CHALLENGE :: Please update the listing below by replacing every "on one line" with "on a single line" and keeping all other text the same.

=-=-=-=-=

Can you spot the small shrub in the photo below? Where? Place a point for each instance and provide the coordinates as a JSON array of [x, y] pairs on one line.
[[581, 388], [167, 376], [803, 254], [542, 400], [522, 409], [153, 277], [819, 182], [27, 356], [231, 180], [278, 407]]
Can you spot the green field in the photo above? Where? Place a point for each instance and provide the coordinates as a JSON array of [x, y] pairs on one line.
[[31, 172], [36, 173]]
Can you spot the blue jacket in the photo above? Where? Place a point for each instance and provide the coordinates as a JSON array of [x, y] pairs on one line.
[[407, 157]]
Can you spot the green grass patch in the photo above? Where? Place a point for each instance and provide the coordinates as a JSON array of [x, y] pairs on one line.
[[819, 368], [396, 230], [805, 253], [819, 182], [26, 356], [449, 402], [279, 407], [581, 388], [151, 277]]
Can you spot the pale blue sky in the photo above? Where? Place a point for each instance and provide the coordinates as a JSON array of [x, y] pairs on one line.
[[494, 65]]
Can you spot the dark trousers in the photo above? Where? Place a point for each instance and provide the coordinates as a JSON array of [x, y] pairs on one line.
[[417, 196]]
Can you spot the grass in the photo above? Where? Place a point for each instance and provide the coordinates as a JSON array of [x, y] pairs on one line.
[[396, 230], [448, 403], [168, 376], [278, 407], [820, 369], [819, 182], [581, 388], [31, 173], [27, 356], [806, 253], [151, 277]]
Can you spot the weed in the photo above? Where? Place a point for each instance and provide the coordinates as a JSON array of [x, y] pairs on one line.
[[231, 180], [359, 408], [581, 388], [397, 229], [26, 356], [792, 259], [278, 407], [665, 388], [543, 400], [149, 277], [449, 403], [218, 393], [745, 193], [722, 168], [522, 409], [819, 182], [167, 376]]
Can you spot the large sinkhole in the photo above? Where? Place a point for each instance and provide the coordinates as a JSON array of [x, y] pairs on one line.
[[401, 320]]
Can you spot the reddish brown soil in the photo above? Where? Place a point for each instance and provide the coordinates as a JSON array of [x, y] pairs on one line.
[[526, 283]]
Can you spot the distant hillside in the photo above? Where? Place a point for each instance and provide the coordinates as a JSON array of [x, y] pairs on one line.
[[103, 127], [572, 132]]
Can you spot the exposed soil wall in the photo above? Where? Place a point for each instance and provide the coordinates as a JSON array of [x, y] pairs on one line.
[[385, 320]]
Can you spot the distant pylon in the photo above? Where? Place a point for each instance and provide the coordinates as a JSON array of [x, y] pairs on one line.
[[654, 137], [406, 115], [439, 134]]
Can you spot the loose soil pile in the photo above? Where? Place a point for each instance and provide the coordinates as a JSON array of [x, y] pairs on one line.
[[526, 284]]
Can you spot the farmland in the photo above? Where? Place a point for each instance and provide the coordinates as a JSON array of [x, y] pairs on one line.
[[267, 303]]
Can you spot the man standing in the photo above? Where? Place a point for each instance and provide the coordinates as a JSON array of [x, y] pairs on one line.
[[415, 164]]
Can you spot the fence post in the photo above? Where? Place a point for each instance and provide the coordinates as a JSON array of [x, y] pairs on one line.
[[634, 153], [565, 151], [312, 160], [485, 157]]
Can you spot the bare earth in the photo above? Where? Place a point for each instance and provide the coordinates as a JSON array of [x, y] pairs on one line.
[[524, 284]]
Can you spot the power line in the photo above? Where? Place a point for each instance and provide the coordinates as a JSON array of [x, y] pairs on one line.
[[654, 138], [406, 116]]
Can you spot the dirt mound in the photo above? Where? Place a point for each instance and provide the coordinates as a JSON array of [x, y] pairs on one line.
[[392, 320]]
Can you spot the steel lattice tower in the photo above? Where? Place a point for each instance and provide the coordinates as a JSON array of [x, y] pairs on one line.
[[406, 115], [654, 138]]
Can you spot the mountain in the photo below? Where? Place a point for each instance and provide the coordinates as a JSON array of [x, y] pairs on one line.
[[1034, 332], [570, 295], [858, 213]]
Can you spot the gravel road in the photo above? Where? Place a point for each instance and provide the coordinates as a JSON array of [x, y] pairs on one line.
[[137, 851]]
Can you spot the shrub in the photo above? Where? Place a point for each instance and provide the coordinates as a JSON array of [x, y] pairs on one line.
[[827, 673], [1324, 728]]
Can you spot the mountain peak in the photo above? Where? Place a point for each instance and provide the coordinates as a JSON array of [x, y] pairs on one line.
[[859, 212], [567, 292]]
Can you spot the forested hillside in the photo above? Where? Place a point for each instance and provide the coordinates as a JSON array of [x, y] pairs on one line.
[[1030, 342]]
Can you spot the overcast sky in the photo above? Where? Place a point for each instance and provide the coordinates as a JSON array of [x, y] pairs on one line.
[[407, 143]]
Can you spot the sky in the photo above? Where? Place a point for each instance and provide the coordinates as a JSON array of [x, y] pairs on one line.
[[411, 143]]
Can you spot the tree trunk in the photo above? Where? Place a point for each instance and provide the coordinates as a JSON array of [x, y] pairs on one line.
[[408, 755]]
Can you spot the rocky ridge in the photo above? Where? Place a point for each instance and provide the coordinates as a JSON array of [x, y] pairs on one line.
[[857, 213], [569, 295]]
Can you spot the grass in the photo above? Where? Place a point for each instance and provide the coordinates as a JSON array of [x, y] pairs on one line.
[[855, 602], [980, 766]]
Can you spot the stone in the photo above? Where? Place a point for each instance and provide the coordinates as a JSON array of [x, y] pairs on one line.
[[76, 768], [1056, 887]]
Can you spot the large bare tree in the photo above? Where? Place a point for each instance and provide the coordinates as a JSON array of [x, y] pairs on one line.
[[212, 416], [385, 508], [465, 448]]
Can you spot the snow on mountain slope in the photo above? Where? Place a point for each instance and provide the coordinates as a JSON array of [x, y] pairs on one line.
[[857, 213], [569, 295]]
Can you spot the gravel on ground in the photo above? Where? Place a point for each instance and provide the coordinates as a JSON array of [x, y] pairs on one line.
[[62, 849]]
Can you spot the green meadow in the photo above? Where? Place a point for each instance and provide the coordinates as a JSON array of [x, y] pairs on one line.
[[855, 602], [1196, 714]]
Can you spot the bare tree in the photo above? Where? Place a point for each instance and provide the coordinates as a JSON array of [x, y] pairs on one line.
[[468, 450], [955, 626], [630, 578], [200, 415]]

=-=-=-=-=

TASK OUTPUT ::
Can you spot the small shrub in the photo below? Where? Place a point for each instance and provide the coordinates as a JSON array of [x, y] pairs on a single line.
[[581, 388], [167, 376], [803, 254], [542, 400], [522, 409], [153, 277], [819, 182], [27, 356], [231, 180], [278, 407]]
Can you spot the green field in the photo above? Where? Place a point for each instance and provide the coordinates as a JSON array of [x, y] pairs on a single line.
[[31, 172], [36, 173]]
Can you spot the blue jacket in the photo above? Where? Place a point for each instance and provide the coordinates as a JSON array of [x, y] pairs on a single line.
[[407, 157]]
Can you spot the green grass patch in the photo above? Where? Place a point for each instance and provide the coordinates as a JSON array of [x, y] pairs on a single line.
[[819, 368], [396, 230], [805, 253], [819, 182], [26, 356], [449, 402], [279, 407], [581, 388], [151, 277]]
Can you spot the pale blue sky in the photo above? Where? Place a point for each instance and provide the coordinates as a JSON array of [x, y] pairs on a single line.
[[494, 65]]
Can you spot the dark trousers in the photo above? Where? Place a point for each instance and provide the coordinates as a JSON array of [x, y] pairs on a single line.
[[417, 196]]
Can you spot the grass in the photo above? Where? Place a point for each instance and provide the coordinates as a JSON array of [x, y] pairs on a single line.
[[396, 230], [448, 403], [168, 376], [278, 407], [820, 369], [819, 182], [581, 388], [31, 173], [27, 356], [806, 253], [151, 277]]
Can you spot the weed in the photo above? Where? Place a point for each instance and provide the coordinates as a JSON array of [x, y] pairs on a single line.
[[231, 180], [359, 408], [581, 388], [397, 229], [26, 356], [792, 259], [278, 407], [665, 388], [543, 400], [149, 277], [449, 403], [218, 393], [745, 193], [722, 168], [522, 409], [819, 182], [167, 376]]
Can you spot the large sinkhole in the photo above? Where? Place a point for each instance and provide the coordinates as a JSON array of [x, y] pairs on a single line.
[[401, 320]]
Can you spot the reddish brown soil in the photo above? Where? Place a point for each instance and provide the coordinates as a JSON array of [x, y] pairs on a single line.
[[526, 283]]
Can you spot the distant hillside in the photo above? Where? Place a point for each instance and provide the coordinates as a JSON array of [x, y] pairs on a single line.
[[103, 127], [572, 132]]
Can you spot the exposed soil wall in the photo above? Where? Place a point for each instance and provide the coordinates as a JSON array of [x, y] pairs on a single line.
[[385, 320]]
Can you spot the distant pylon in the photo above? Where? Place a point for each instance and provide the coordinates as a JSON array of [x, y] pairs on a single line.
[[654, 137], [406, 115], [439, 134]]
Can you spot the loose soil pile in the photo above? Where? Place a point for each instance and provide the coordinates as a JSON array of [x, y] pairs on a single line.
[[526, 284]]
Can you spot the farmland in the photo above? Where? Place a point for each instance and provide the coordinates as a JSON array of [x, y] pairs on a single line.
[[267, 303]]
Can you spot the man standing in the photo above? Where? Place a point for each instance and provide the coordinates as a JSON array of [x, y] pairs on a single line.
[[415, 164]]
Can you spot the fence post in the photo above? Where? Place a point for each instance and provide the coordinates as a JSON array of [x, y] pairs on a single line.
[[634, 153], [565, 151], [312, 160], [485, 157]]
Can you spot the bare earth in the photo above? Where? Place a point for each instance and provide the coordinates as a JSON array of [x, y] pairs on a single line.
[[524, 284]]
Can you spot the power line in the photo above? Where? Place a point for each instance and provide the coordinates as a JSON array of [x, y] pairs on a single line.
[[654, 138], [406, 116]]
Can you spot the dirt mound in the photo above? Where? Place a point for each instance and provide the coordinates as a JSON array of [x, y] pairs on a single line.
[[392, 320]]
Can you spot the steel lattice tower in the photo above? Where? Place a point for each instance and provide the coordinates as a JSON array of [x, y] pairs on a single line.
[[406, 115], [654, 138]]
Can you spot the mountain in the photo below? Where? Place a point for each instance and provide the coordinates as a JSON array of [x, y] pairs on a single line.
[[1034, 332], [570, 295], [858, 213]]
Can you spot the gravel road in the photo above? Where? Place a point for each instance and provide the coordinates as a JSON array of [x, y] pairs on a single line.
[[137, 851]]
Can you spot the shrub in the photo above? Where? Place a point for each instance and provide the coordinates as a JSON array of [x, y] pairs on a single line.
[[827, 673], [1324, 728]]
Can you spot the mountain peak in the photo above? Where? Place a point for each instance and provide the coordinates as a JSON array of [x, y] pairs on a single line.
[[859, 212], [567, 292]]
Can you spot the forested hillside in the photo above? Where? Place a point for each instance and provide the coordinates as a JSON array of [x, y] pairs on a single line.
[[1030, 342]]
Can you spot the overcast sky in the photo above? Where? Place a point for each instance and provide the coordinates as a JSON array of [x, y] pairs on a single line.
[[407, 143]]
Can you spot the sky in the photo above? Where? Place a point for each instance and provide the coordinates as a JSON array of [x, y] pairs on a single line.
[[411, 143]]
Can you spot the tree trunk in the photo above? Where? Place a point for each instance and provide the coordinates as a JSON array of [x, y] pairs on a single line.
[[408, 755]]
Can you spot the rocky ridge in the photo above? Where? Place a point for each instance and provide the coordinates as a JSON array of [x, y] pairs on a single line.
[[857, 213], [569, 295]]
Can you spot the grass in the photo above? Where? Place a point for each instance and provide the coordinates as a JSON array of [x, y] pairs on a single line.
[[855, 602], [980, 766]]
Can you spot the stone in the photo above? Where? Place a point for each instance and provide the coordinates as a JSON array of [x, y] pairs on a single line.
[[76, 768], [1056, 887]]
Can you spot the large bare tree in the photo above? Where? Place a point for each instance and provide the coordinates as a JSON array of [x, y] pairs on a single line.
[[212, 416], [385, 508], [465, 448]]
Can you spot the snow on mountain slope in the photo above? Where? Place a point for each instance and provide the coordinates as a JSON array of [x, y] pairs on a single line.
[[857, 213], [569, 295]]
Can you spot the gravel on ground in the photo above? Where? Place a point for each instance and provide the coordinates as a JSON array of [x, y] pairs on a single line.
[[62, 849]]
Can you spot the green meadow in the photo above? Where? Place a point for each instance and provide the coordinates as a JSON array of [x, y] pairs on a single line.
[[855, 602], [1196, 714]]
Can you spot the bare tree in the photo above? Where? Place a point for each instance and provide the coordinates as a JSON array of [x, y] pairs on a single line.
[[468, 450], [955, 626], [630, 578], [200, 415]]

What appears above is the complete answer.